### Record set ###
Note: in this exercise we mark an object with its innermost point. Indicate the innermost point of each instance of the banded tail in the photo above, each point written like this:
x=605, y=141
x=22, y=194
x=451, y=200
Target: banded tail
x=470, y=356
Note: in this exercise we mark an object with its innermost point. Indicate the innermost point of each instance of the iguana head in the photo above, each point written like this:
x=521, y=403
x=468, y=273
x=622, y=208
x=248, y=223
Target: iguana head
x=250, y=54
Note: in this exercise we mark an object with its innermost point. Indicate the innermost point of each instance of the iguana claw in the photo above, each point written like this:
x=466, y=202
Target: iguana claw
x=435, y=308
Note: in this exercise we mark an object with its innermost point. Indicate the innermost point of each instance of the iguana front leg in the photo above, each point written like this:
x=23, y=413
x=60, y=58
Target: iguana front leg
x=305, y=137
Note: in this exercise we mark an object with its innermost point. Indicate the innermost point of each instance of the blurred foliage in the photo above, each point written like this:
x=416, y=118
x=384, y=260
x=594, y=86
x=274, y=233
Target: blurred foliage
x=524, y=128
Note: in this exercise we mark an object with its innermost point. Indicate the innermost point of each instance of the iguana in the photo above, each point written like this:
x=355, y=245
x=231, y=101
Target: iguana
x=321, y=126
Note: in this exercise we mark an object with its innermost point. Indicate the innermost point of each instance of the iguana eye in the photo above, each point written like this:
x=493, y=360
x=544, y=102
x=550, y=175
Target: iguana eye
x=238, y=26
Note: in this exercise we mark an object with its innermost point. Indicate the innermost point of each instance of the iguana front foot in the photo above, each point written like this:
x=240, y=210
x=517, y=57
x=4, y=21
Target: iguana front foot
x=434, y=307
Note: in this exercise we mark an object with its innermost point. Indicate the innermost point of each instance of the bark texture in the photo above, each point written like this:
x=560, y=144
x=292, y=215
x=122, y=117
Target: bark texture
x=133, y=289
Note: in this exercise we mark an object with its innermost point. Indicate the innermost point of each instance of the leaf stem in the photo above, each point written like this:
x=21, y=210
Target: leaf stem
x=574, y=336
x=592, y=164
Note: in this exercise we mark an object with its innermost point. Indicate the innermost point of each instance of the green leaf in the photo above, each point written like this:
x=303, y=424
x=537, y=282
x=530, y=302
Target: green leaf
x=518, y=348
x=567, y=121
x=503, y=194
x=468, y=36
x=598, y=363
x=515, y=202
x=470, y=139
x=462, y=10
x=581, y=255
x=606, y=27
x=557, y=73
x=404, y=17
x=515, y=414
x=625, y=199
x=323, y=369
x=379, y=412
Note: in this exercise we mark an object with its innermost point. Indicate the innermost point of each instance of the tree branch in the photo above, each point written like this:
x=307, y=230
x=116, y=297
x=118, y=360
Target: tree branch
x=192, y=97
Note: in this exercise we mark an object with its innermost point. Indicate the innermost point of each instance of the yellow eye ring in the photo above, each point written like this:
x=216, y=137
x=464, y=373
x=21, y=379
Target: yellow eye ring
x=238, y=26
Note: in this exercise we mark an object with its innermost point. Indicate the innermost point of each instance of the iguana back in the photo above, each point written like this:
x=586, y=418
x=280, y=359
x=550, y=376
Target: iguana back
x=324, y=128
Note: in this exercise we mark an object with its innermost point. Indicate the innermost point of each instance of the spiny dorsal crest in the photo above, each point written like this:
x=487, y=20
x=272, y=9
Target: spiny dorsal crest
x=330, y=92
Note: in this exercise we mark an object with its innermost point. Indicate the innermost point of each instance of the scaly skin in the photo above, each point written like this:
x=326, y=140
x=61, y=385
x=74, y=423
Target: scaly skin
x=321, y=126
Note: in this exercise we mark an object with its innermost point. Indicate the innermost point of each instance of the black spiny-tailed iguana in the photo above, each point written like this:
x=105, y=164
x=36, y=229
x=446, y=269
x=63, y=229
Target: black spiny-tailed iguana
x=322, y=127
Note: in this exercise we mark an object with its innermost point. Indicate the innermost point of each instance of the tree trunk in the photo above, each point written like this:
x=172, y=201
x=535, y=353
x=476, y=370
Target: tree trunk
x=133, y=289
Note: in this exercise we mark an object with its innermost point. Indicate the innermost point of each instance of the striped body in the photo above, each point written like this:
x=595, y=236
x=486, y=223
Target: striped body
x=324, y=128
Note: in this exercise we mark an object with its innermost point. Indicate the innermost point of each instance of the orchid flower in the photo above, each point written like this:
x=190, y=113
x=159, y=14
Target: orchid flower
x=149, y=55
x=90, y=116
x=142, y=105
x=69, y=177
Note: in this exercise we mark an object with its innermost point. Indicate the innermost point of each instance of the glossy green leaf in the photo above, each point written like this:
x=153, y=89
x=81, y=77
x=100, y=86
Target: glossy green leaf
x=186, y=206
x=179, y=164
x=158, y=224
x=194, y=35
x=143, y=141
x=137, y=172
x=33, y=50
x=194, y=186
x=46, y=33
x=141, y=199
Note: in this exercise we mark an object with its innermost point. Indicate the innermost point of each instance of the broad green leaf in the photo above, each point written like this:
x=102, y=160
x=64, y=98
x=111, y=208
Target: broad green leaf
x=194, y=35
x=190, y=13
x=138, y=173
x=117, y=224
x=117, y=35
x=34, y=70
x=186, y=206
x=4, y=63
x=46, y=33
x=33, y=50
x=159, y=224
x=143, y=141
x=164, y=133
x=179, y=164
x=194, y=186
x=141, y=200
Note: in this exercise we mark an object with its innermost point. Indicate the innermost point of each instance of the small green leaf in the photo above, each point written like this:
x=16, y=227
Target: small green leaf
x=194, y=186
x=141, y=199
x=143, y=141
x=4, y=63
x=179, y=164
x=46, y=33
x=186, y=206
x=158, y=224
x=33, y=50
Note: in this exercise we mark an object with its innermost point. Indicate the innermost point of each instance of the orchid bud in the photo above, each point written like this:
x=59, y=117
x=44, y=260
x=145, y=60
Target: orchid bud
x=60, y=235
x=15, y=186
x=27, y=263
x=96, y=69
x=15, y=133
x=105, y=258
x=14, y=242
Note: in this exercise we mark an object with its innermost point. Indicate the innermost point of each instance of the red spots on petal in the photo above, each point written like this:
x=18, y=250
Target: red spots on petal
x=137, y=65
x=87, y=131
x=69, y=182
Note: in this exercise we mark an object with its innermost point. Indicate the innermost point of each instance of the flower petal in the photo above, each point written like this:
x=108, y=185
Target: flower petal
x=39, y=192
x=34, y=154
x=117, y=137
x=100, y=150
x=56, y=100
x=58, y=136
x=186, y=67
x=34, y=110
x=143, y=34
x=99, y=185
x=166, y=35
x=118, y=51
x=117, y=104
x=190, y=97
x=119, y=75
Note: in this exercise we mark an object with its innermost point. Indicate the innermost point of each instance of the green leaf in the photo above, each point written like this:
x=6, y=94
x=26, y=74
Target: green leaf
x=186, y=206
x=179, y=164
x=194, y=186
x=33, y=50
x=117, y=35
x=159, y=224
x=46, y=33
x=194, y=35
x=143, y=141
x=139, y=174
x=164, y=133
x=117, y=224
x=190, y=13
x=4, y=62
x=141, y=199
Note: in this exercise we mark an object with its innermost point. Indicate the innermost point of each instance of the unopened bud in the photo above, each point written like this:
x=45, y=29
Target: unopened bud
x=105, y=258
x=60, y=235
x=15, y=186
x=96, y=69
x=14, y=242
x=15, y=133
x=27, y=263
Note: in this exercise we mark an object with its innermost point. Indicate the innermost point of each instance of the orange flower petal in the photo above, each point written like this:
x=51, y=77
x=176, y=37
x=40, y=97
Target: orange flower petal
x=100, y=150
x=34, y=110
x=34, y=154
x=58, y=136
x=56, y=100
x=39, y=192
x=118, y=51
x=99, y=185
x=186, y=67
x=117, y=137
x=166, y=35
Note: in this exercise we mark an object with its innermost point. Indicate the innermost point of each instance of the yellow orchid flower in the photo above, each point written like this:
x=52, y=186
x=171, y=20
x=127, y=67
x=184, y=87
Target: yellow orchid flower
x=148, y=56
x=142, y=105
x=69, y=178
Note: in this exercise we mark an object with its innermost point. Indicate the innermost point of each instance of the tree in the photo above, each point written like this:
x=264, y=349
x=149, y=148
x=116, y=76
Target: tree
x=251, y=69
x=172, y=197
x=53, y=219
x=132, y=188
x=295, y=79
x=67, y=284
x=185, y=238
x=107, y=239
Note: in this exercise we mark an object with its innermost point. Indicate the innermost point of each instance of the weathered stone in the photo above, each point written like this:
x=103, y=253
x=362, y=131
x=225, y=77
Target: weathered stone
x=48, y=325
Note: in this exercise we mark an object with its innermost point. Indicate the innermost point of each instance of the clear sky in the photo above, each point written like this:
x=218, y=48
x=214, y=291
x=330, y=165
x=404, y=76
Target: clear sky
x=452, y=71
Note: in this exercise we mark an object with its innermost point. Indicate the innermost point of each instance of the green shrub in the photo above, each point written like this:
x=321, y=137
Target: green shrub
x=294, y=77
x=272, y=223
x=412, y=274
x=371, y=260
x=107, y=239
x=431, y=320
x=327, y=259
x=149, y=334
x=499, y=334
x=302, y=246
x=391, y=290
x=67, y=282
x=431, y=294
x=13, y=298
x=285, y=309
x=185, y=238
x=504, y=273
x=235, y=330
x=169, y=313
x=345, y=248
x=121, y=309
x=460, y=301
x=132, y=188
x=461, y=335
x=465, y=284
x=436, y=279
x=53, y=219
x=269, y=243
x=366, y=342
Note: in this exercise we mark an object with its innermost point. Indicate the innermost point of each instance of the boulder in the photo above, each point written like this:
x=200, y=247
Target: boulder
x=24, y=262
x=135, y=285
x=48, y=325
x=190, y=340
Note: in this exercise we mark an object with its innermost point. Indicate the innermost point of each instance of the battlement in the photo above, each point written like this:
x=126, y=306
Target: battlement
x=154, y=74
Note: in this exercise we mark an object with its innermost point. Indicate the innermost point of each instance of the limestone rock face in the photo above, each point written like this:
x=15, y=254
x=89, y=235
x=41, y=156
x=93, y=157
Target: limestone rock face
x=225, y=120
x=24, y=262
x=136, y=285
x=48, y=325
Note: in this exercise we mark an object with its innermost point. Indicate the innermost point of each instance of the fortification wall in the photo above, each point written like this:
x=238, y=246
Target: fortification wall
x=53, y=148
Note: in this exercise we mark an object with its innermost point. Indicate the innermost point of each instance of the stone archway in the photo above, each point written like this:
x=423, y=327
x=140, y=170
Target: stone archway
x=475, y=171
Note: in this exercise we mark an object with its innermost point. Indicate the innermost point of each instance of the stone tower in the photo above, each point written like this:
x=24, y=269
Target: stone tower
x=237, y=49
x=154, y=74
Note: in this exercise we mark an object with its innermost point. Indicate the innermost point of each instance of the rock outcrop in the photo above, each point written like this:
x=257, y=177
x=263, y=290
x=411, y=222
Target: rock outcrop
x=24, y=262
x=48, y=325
###
Instructions to follow: Render the lines as a numbered list, starting at the first line and ending at the line that contains "x=250, y=54", with both included and any blank lines left out.

Finished task:
1. Note: in this exercise we mark an object with its innermost point. Indicate the innermost point of each instance of the banded tail in the photo above, each point written like this:
2. x=605, y=141
3. x=22, y=194
4. x=451, y=200
5. Target: banded tail
6. x=470, y=356
7. Note: in this exercise we mark an object with its innermost point. Indicate the innermost point of each instance of the iguana head in the photo above, each point written like this:
8. x=521, y=403
9. x=468, y=273
10. x=622, y=208
11. x=248, y=223
12. Target: iguana head
13. x=250, y=54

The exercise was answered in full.